_INSTRUCTIONS TO FOLLOW_
Can you format the material from the line with "Scan the picture and mark every white door" to the line with "[35,4,42,7]", both included, as a Markdown table with the columns No. and Line, numbering each row and leaving out blank lines?

_INFORMATION GIVEN_
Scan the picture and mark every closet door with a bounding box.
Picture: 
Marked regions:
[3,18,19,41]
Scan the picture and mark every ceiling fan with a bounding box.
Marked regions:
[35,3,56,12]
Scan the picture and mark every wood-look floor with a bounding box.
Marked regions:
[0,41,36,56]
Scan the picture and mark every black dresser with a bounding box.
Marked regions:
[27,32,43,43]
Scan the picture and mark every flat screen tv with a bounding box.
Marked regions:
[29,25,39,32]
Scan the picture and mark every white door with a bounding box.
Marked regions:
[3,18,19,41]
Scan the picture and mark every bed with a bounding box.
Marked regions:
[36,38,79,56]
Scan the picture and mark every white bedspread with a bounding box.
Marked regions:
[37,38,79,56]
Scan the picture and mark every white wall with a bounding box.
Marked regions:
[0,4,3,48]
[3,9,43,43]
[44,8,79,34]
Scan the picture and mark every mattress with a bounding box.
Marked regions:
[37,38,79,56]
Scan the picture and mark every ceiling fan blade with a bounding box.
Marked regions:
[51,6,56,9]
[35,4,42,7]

---

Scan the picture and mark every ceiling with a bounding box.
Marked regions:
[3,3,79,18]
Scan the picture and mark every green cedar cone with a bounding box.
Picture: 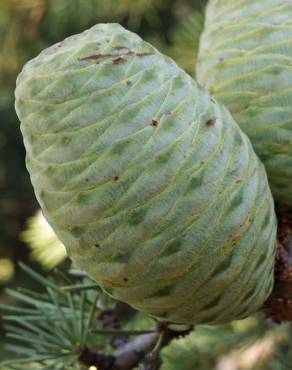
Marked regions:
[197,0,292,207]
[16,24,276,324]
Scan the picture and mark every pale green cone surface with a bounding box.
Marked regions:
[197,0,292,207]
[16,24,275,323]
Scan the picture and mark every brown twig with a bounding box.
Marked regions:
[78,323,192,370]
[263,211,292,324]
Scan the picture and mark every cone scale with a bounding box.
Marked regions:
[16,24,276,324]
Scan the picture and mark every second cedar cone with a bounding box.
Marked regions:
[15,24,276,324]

_FINAL ANSWER_
| No. | Line |
|---|---|
| 1 | Scan the picture and mark every white door with a bounding box. |
| 2 | Marked regions: |
| 3 | [3,18,19,41] |
| 4 | Scan the picture and mark every bed with a bounding box. |
| 5 | Marked regions: |
| 6 | [36,38,79,56] |
| 7 | Scan the picture and mark every white bedspread with a bounding box. |
| 8 | Marked regions: |
| 9 | [37,38,79,56] |
| 10 | Scan the picture and mark every white wall with a bounding box. |
| 11 | Marked regions: |
| 12 | [0,4,3,48] |
| 13 | [3,9,43,43] |
| 14 | [44,8,79,34] |
| 15 | Scan the picture and mark every mattress with a bounding box. |
| 16 | Marked regions: |
| 17 | [37,38,79,56] |
| 18 | Scan the picture and mark every ceiling fan blade with a bounding box. |
| 19 | Marked regions: |
| 20 | [51,6,56,9] |
| 21 | [35,4,42,7] |